▸ **Aim**: Print only the line with "Would you please tag the ceiling fan in" and the lines after it, ending with the last line of the material, each exactly as it stands.

▼▼▼

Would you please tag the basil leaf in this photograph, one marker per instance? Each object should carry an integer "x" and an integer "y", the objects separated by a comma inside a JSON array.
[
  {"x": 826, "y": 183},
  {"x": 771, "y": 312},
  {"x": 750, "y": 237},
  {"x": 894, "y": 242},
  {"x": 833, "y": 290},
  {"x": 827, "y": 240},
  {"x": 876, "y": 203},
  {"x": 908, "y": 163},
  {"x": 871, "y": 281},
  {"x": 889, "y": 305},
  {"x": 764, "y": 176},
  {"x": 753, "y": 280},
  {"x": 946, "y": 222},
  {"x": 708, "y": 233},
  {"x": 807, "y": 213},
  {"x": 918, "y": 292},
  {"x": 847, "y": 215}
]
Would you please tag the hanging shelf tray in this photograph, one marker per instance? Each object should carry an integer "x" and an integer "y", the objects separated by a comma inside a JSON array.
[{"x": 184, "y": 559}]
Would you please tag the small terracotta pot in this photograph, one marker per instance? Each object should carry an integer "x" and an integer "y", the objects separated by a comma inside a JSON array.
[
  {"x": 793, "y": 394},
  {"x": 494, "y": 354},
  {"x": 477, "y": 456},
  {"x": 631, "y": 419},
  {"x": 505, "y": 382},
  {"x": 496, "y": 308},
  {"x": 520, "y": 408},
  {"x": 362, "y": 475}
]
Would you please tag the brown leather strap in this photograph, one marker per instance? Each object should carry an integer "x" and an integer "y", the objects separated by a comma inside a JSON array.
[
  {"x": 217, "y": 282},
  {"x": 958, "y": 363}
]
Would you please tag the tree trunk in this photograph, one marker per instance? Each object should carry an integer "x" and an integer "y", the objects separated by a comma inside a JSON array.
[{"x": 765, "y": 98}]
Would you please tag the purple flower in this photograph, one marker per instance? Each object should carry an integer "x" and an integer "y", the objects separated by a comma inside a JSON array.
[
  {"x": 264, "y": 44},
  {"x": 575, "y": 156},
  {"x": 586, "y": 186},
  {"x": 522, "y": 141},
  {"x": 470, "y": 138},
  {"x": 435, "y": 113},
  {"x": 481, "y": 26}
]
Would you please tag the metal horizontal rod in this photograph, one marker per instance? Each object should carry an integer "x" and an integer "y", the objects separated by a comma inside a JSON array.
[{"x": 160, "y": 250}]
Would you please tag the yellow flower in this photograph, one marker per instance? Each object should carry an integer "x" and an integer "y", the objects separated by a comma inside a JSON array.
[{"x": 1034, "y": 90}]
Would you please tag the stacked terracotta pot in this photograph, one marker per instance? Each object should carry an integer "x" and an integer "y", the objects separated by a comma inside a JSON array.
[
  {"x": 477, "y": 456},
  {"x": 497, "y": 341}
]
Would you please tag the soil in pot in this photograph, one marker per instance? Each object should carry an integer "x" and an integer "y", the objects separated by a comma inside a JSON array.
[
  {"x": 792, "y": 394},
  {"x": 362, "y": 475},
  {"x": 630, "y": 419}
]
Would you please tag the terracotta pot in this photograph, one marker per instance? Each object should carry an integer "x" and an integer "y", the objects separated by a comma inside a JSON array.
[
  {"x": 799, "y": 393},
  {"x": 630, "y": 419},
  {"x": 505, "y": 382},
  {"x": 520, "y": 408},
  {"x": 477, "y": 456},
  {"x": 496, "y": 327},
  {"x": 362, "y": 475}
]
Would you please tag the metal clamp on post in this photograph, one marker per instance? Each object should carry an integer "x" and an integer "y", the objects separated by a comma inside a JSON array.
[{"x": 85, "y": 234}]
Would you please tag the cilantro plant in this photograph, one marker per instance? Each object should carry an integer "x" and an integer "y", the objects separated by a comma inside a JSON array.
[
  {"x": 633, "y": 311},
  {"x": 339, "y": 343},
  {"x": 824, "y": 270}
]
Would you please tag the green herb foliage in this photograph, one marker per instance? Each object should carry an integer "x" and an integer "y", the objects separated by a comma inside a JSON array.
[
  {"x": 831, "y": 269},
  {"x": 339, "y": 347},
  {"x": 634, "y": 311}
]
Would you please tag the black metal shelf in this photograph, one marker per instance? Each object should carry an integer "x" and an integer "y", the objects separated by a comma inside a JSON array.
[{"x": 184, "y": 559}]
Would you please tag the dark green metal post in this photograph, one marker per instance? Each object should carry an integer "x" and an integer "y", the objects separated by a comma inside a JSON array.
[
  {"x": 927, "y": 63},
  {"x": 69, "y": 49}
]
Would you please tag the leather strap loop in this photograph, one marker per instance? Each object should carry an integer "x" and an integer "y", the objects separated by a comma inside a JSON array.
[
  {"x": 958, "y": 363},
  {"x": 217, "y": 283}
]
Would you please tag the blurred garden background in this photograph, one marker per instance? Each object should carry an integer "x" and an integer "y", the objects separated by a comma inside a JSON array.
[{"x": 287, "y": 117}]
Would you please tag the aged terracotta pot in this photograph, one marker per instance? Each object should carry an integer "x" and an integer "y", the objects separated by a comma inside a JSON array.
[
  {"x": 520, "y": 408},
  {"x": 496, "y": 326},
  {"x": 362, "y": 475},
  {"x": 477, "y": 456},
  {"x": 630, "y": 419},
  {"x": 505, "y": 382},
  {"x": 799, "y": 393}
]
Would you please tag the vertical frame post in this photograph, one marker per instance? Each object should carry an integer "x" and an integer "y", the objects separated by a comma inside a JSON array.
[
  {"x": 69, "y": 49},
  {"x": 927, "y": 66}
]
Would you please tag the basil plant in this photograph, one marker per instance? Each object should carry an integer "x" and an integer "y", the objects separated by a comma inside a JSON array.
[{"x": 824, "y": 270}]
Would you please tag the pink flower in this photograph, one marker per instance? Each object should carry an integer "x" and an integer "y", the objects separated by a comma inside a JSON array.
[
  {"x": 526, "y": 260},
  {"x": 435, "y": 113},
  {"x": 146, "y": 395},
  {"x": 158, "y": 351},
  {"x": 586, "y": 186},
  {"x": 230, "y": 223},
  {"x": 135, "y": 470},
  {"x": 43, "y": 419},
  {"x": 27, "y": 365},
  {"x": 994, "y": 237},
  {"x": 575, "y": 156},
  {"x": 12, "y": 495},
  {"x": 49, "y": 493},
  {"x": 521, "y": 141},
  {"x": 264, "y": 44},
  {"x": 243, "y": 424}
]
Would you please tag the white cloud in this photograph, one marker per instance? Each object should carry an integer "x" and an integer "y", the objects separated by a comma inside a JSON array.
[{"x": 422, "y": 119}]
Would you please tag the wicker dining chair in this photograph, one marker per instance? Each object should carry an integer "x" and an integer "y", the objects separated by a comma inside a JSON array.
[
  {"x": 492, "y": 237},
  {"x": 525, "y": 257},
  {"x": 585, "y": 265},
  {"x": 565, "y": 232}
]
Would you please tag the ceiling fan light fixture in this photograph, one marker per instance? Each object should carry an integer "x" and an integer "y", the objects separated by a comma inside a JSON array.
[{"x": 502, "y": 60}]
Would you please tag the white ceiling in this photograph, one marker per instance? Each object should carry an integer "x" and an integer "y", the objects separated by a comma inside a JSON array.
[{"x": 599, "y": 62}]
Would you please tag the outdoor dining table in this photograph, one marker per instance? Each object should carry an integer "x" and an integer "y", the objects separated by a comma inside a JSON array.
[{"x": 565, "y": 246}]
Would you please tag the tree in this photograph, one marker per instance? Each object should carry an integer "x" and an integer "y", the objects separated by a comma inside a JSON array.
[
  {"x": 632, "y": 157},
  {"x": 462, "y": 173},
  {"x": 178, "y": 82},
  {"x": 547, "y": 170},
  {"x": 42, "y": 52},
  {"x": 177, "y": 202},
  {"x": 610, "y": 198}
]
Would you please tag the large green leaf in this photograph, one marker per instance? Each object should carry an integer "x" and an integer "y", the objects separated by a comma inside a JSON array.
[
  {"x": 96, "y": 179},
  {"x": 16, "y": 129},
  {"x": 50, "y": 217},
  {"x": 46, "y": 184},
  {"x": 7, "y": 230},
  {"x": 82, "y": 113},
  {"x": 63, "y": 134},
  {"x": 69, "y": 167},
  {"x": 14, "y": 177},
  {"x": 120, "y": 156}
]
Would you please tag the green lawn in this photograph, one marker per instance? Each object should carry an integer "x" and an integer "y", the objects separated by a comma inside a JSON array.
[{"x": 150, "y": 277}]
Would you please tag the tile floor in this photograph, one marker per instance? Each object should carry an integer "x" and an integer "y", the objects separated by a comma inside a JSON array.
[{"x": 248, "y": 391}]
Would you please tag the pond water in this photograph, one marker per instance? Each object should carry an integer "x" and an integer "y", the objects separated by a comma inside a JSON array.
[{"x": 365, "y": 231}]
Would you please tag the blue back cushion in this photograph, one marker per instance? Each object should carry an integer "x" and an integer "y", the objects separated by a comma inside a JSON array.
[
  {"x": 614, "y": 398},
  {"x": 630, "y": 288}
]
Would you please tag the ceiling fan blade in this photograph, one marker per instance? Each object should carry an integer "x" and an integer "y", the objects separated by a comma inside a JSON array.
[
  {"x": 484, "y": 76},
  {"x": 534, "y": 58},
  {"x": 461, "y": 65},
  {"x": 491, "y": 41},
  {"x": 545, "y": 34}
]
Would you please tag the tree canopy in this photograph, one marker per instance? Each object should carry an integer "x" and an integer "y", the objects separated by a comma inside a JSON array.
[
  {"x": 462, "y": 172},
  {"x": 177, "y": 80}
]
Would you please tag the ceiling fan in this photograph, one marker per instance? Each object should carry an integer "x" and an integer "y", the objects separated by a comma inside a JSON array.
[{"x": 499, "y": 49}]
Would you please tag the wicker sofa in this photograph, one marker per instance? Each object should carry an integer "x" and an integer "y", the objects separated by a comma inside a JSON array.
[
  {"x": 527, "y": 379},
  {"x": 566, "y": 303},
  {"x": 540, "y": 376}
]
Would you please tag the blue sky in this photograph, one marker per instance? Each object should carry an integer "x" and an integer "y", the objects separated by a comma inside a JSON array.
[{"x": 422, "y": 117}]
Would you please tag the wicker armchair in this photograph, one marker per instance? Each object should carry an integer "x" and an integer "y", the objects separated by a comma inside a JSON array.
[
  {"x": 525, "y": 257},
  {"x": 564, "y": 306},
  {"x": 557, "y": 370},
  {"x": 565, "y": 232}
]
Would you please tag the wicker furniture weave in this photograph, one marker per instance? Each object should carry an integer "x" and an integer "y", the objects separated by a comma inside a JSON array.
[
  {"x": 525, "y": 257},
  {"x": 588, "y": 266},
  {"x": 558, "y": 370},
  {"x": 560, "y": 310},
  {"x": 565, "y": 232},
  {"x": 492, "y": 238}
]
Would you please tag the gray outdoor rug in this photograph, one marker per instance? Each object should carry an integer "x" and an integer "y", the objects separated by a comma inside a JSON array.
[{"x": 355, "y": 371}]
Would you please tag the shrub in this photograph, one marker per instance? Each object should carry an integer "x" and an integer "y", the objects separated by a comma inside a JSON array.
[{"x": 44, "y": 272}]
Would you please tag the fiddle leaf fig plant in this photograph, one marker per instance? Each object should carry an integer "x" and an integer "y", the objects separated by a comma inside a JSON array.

▲▲▲

▸ **Exercise answer**:
Would you please tag the ceiling fan in this photograph, one marker per instance? Each object should carry an integer "x" and an integer "y", the objects separated by a comma inside a JSON array.
[{"x": 499, "y": 49}]
Would you please tag the wicker sofa in this photograph, one marker per instance? Each object should carry an integer "x" and an integer "y", the objects separated by a comma inside a JSON array.
[
  {"x": 527, "y": 379},
  {"x": 566, "y": 303},
  {"x": 540, "y": 376}
]
Would you please tag the blue sky in this photograph, one marker per instance? Each object should carry an integer "x" and an integer "y", the objects separated by a comma inside a JSON array.
[{"x": 422, "y": 117}]
Would you please tag the wicker armchair in this photograph, one marker per instance? Each object should carry an integer "x" and an integer "y", the objects separated by a comma inside a JSON array.
[
  {"x": 525, "y": 257},
  {"x": 564, "y": 306},
  {"x": 557, "y": 370},
  {"x": 565, "y": 232}
]
Would you please tag the wicker furniture weave in this photograph, one marker per instance? Each object should carry an integer "x" and an integer "y", the objects separated by a comma inside a JSON array.
[
  {"x": 525, "y": 257},
  {"x": 588, "y": 266},
  {"x": 558, "y": 370},
  {"x": 560, "y": 310},
  {"x": 565, "y": 232},
  {"x": 492, "y": 238}
]
Would you please tag the gray outdoor rug in this photograph, one marker per instance? Each object should carry an integer "x" and an integer "y", the objects separated by a comma inside a JSON array.
[{"x": 355, "y": 371}]
Would you please tag the shrub in this photograph, one marker per instance? Each object should carry an integer "x" and an integer "y", the objects separated by a comma inside a JSON array.
[{"x": 44, "y": 272}]
Would you please tag the fiddle leaf fig plant in this photograph, one marker per instance? Each object should carry an integer "x" and an integer "y", the objects separated by a comma inside a JSON array.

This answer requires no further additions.